_Texte fourni_:
>>
En parlant d’identité culturelle, on ne peut
pas renoncer à souligner comment le concept de culture
a une structure dynamique. La culture n’est pas un élément
a priori que les différentes communautés appliquent
à leurs conduites. L’appartenance culturelle
va construite et dans ce but il nous semble significatif la
contribution que l’engagement philosophique peut offrir
à renforcer l’imaginaire collectif des Européens.
Il s’agit de promouvoir et conduire une attitude sérieuse
sur les racines de l’esprit européen et de démontrer
que l’Europe doit être vécue comme une
destinée commune , un chantier ouvert. Il s’agit
d’indiquer aussi tous les chemins capables de créer
au niveau culturel un sens d’identité et d’appartenance
plus enraciné dans les citoyens européens. Il
s’agit enfin de créer les instruments pour récupérer
le manque de proportion entre l’Europe des valeurs et
l’Europe de l’Euro, entre l’Europe politique
et l’Europe de l’économie.Une Europe ouverte
et problématique, tolérante et disponible au
dialogue, est vouée à avoir un rôle décisif
dans le contexte mondial, en se proposant comme médiatrice
et interprète des défis présents et futurs
et dénonciatrice des risques implicites dans une réalité
globalisée. Le fait de vivre dans une dimension de
village global, en effet, signifie opportunité d’échanges
et de rencontre mais aussi équilibres précaires
et conflits.
<<
_Consigne_:
Poursuivez le passage sur l’identité culturelle européenne en reprenant juste après sa dernière phrase.

[Extrait du jeu de données]
>>
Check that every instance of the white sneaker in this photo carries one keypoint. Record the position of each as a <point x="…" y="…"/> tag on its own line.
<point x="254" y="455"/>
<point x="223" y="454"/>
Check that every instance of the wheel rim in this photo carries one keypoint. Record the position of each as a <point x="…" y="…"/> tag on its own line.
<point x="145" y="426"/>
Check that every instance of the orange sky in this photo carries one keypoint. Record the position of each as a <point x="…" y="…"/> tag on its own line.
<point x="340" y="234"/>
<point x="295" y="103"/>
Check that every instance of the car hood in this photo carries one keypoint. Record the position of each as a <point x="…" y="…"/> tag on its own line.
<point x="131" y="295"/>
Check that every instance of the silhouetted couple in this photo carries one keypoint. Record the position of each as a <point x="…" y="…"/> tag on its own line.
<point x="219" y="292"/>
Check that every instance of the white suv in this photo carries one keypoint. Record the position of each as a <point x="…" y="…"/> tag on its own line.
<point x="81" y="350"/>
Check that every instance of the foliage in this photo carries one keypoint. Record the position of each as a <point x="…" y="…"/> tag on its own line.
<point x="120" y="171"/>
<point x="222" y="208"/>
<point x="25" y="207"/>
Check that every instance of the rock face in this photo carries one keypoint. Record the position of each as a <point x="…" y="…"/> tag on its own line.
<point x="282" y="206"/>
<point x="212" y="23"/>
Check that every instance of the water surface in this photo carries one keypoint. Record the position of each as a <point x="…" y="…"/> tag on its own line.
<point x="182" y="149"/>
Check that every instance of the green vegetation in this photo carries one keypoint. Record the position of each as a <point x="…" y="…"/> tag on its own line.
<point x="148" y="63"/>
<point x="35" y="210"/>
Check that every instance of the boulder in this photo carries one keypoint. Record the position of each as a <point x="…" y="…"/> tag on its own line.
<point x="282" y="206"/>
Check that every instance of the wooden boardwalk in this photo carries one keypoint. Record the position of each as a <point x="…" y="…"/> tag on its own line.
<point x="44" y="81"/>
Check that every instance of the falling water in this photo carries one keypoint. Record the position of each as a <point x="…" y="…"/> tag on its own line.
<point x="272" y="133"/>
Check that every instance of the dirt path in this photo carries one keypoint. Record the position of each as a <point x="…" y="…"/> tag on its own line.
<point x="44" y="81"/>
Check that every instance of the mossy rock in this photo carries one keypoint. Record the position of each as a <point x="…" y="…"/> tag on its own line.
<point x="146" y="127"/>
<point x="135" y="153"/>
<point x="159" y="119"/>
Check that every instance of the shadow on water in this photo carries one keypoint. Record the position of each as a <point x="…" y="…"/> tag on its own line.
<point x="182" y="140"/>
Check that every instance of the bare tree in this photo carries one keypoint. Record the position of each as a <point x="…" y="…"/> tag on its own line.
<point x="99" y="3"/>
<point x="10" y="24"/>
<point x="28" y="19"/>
<<
_Réponse attendue_:
Dans la mesure, où l’Europe, récupérant
le sens de son histoire et repensant ses racines culturelles
réussira à se proposer comme une réalité
politique cohérente et unitaire, elle aura un rôle
décisionnel remarquable pour déterminer des
équilibres géopolitiques plus stables et pourra
offrir une alternative valable à la dérive capitaliste
des dernières années qui augmente l’écart
entre pauvreté et richesse.
L’engagement écologique est un autre grand défi
que l’Europe doit pouvoir gérer dans la limite
d’un développement soutenable en tenant compte
des ressources et de leurs possibilités de renouvellement.
Il faut aussi considérer le progrès des technologies
qui risque de créer de la marginalisation, une forme
d’individualisme importante, si il n’est pas bien
géré. Même sur les thèmes de nature
bioéthique, l’engagement collectif doit être
inspiré à la tutelle des droits de l’homme
et au respect de la personne.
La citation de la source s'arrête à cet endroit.